__Provided passage__.
......

TTL2 boxes 318 may be used to control a relay that disconnects selected transducers. By way of example, the use of certain transducers may be experimentally determined to increase the amount of objects propelled to a treatment zone inside a resonator chamber. By identifying the appropriate transducers that need to be turned off in the boxes 318 (under the “TTL2” heading), a desired standing wave is generated. In FIG. 3, TTL2 turns off a predetermined transducer or set of transducers.

The various parameter settings shown in FIG. 3 are not essential to the present teachings. Rather, such details are provided to illustrate that certain features may be implemented to recognize the different attributes of the present teachings.

FIG. 4A shows a flowchart of a process 400, according to one preferred embodiments of the present arrangements, for propelling objects to a location in a resonating chamber (e.g., a center region of a resonating chamber). Process 400 begins with a step 402, which includes obtaining a resonating chamber (e.g., resonating chamber 102 of FIG. 1) filled with a fluid medium and having objects (e.g., objects 202 of FIG. 2A) disposed therein. The resonating chamber has coupled thereto one or more transducers (e.g., transducer 106 of FIG. 1).

Next, a step 404 includes generating a first standing wave, using one or more of the transducers, through the fluid medium, such that at least one of a first high pressure location and/or at least one of a first zero pressure location associated with the first standing wave is distributed inside the resonating chamber. In the presence of the standing wave, at least some of the objects disposed inside the resonating chamber are displaced to the first high pressure antinode location and/or to the first zero pressure node location. By way of example, FIG. 2A shows objects 104 (e.g., graphite particles), under the influence of a resonating frequency F1, are positioned at a first zero pressure location 242.

......

__Pointing dataset excerpts__.
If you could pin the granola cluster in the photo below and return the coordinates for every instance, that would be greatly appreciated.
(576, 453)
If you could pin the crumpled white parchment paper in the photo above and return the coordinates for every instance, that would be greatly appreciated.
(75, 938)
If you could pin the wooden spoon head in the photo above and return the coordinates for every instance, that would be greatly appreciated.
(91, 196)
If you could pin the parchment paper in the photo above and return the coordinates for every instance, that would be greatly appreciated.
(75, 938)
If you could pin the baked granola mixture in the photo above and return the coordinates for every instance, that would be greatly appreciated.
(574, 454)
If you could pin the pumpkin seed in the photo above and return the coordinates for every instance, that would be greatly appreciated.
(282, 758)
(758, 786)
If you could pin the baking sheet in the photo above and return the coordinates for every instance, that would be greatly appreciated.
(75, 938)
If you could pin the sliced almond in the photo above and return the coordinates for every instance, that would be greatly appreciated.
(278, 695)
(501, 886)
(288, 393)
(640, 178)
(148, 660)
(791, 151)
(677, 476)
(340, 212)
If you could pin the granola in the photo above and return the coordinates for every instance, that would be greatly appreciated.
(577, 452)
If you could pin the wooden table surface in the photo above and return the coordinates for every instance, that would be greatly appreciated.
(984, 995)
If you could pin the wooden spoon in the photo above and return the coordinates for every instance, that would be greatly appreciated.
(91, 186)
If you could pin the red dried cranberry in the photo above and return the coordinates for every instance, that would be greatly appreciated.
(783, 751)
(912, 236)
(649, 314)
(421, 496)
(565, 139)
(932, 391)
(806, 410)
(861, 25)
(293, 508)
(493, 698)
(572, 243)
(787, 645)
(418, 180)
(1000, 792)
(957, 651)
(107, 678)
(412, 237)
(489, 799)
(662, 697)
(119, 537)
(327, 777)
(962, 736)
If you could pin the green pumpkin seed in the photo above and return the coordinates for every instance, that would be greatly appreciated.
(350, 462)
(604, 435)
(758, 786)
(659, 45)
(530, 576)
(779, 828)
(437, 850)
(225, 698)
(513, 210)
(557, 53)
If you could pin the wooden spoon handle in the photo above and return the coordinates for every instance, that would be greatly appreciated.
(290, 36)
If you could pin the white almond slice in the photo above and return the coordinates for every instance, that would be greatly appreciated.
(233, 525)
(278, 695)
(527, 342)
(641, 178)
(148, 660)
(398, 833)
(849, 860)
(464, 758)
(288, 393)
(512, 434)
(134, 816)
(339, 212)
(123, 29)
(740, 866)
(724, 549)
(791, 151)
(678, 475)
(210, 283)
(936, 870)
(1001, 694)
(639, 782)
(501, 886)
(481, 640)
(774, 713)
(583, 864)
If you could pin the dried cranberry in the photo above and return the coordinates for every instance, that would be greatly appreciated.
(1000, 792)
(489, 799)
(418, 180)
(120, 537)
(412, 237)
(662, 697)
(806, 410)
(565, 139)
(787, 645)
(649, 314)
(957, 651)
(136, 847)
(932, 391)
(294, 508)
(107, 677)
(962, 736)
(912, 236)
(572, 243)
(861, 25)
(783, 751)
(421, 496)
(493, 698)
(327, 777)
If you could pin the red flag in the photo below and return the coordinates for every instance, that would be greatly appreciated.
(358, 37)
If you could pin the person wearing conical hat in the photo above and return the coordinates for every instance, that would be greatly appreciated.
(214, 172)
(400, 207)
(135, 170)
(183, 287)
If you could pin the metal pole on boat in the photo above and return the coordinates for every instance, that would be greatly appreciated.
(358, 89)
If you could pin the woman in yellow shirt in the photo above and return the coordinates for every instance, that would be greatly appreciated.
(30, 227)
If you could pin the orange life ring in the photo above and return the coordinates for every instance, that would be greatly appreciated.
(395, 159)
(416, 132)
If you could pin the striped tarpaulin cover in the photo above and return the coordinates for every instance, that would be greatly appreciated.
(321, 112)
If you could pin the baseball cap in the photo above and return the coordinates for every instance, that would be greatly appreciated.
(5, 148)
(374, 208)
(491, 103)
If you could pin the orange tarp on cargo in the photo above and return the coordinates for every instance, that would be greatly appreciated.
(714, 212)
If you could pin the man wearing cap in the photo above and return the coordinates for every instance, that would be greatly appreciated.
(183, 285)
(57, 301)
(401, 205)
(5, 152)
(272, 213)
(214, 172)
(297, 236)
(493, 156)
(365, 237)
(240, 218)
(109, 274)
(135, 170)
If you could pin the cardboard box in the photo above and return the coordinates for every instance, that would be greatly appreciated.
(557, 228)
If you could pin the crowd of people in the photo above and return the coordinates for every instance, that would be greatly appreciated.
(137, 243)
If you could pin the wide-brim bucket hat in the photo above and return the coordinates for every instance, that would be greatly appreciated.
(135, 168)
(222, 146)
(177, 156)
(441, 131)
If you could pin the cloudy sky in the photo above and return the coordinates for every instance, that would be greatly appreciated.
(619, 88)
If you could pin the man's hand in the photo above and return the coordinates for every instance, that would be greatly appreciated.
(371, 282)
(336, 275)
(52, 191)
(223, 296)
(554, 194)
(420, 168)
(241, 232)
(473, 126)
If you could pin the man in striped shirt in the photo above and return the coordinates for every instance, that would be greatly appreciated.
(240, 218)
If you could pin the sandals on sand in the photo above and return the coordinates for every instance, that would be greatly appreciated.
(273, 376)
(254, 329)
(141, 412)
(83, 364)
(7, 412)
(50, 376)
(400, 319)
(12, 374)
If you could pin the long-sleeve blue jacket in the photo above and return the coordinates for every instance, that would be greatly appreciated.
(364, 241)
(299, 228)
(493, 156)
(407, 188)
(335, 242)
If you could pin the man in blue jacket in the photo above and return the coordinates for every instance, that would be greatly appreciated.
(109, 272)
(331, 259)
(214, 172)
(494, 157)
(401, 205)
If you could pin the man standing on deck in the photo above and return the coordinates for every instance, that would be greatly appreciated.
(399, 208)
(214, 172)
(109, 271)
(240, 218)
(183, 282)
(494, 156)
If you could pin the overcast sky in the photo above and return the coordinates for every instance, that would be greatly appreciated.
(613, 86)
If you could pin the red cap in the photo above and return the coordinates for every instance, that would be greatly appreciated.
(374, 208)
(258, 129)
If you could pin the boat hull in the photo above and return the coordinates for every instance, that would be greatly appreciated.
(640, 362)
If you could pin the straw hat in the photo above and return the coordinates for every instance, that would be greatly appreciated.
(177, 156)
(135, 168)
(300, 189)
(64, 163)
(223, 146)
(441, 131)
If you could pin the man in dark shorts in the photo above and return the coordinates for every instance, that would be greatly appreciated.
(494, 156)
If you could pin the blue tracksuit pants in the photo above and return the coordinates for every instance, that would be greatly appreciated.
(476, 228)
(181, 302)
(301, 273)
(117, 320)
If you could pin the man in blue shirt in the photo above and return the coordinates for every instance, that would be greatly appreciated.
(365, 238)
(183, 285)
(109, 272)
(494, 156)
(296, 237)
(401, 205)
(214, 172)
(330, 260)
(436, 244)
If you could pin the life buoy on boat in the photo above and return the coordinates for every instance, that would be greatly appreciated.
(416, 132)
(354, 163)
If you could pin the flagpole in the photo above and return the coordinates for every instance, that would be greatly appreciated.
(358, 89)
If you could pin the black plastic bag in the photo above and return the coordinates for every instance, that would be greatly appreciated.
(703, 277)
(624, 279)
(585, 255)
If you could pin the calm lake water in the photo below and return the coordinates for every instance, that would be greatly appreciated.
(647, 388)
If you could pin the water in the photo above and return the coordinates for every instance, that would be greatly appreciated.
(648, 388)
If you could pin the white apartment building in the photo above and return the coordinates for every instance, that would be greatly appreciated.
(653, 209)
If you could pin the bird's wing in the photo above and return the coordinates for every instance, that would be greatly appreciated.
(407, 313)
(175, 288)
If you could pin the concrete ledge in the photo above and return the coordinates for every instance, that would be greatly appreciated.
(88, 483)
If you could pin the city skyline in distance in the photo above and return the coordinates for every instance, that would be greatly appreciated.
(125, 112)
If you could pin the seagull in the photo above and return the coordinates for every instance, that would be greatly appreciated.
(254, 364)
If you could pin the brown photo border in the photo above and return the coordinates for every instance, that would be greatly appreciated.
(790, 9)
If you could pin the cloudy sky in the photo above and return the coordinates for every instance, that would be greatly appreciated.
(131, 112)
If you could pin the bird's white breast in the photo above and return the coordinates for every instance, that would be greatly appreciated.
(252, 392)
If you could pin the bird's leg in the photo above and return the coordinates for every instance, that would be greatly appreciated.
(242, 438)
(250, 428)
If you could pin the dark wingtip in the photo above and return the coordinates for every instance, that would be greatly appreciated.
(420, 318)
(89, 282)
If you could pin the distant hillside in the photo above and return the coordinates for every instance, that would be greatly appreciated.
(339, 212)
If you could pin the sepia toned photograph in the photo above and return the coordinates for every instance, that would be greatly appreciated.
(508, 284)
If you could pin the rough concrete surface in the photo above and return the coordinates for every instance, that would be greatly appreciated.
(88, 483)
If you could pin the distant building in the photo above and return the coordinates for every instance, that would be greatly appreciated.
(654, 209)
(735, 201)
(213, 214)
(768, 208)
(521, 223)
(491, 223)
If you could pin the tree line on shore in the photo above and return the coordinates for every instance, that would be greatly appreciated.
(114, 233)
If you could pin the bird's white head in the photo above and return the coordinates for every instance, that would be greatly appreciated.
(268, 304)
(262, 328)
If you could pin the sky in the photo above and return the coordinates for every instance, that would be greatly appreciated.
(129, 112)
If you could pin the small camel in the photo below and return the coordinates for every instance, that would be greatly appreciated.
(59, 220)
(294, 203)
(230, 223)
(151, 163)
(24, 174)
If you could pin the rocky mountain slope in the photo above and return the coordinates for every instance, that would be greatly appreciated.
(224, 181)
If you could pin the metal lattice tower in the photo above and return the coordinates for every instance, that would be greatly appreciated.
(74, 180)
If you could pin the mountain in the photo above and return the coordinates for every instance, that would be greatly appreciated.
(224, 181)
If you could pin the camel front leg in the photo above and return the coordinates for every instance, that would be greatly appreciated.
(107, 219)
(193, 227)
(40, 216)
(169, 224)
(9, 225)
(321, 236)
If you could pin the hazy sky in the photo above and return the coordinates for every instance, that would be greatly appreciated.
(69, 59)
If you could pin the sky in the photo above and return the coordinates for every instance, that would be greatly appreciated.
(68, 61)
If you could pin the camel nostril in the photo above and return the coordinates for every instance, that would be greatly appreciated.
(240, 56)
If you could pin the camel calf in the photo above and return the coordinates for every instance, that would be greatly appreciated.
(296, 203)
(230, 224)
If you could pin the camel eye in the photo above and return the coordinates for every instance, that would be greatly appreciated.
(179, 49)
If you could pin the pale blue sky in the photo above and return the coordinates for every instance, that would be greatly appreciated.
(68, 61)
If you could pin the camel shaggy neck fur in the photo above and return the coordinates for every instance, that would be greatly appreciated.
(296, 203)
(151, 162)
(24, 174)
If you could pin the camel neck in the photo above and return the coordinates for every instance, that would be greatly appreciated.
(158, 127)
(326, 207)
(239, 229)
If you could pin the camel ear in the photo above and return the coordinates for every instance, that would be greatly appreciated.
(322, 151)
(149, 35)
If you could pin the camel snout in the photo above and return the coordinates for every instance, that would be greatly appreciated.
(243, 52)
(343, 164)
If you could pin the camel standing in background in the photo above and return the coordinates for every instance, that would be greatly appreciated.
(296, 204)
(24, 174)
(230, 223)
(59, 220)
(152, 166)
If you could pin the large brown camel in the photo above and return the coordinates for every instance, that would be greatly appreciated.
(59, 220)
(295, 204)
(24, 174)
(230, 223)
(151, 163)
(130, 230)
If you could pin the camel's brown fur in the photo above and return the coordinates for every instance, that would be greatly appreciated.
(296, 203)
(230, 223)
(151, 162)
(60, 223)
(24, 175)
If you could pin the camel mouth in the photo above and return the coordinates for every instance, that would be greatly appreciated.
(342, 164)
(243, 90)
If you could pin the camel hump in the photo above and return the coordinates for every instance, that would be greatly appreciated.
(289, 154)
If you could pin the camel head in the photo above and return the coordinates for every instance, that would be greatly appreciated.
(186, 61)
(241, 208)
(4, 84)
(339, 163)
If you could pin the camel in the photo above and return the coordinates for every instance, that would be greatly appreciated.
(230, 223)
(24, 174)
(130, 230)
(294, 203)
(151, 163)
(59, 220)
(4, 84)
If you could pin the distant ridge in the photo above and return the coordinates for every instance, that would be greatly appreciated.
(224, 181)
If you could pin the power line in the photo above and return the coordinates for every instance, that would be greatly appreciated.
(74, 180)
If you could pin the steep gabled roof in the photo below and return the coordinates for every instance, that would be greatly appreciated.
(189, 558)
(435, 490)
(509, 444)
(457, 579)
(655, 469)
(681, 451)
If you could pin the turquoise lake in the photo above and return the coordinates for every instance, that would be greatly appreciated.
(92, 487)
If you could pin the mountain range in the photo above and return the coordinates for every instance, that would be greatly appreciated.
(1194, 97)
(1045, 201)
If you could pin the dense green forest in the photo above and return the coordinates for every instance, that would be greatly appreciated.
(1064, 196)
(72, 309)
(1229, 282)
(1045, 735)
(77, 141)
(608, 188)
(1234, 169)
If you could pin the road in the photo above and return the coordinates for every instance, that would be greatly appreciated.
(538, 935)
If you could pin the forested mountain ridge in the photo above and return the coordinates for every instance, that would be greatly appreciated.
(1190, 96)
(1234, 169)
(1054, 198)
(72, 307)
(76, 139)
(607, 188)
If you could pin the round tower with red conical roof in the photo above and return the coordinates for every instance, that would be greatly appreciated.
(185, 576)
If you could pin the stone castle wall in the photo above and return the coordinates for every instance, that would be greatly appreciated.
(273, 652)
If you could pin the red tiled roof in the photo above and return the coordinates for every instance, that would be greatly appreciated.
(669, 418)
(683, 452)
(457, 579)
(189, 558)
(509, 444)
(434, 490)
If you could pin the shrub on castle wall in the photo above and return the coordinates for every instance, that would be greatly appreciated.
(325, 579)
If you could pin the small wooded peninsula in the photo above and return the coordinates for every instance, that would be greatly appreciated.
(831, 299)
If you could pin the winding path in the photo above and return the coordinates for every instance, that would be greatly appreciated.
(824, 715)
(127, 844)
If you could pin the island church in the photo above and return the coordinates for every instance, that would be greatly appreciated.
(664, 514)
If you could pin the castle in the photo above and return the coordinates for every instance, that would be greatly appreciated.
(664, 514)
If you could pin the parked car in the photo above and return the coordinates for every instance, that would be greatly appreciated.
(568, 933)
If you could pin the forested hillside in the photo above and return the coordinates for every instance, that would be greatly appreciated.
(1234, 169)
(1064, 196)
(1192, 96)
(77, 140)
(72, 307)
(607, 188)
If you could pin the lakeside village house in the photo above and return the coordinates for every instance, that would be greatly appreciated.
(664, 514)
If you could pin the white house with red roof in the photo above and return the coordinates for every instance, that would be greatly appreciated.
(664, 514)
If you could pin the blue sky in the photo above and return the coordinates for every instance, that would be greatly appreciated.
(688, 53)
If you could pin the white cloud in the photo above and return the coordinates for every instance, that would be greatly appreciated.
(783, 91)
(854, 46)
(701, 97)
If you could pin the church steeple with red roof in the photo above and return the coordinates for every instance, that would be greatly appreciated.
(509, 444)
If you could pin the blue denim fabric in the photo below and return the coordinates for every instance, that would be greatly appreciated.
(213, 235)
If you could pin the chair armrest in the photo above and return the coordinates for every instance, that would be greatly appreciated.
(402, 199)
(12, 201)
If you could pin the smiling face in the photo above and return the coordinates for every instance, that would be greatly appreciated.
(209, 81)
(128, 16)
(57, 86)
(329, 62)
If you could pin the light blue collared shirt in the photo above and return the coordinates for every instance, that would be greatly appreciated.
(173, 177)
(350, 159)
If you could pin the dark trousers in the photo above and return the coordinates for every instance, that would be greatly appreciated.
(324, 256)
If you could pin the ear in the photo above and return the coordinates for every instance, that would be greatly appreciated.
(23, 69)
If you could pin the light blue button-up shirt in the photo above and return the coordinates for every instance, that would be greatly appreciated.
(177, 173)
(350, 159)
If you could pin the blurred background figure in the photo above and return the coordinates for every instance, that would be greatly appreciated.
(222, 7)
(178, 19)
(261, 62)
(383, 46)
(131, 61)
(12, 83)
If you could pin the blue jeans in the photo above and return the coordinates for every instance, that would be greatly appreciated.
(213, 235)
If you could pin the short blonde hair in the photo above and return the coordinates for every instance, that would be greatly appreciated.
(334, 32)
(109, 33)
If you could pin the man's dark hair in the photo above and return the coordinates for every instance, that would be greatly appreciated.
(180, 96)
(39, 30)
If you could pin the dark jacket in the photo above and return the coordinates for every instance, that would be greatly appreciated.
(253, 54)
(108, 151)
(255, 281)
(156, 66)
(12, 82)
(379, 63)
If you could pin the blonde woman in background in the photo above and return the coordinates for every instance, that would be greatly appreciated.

......

__Directive__.
Decide whether each statement below agrees with the resonator passage, answering yes or no and quoting the words of the passage that settle it.
1. The TTL2 boxes 318 can be used to control a relay that disconnects selected transducers.
2. The parameter settings shown in FIG. 3 are essential to the present teachings.
3. Process 400 begins by generating a first standing wave.

__Answer below__.
1. Yes: "TTL2 boxes 318 may be used to control a relay that disconnects selected transducers."
2. No: "The various parameter settings shown in FIG. 3 are not essential to the present teachings."
3. No: "Process 400 begins with a step 402, which includes obtaining a resonating chamber"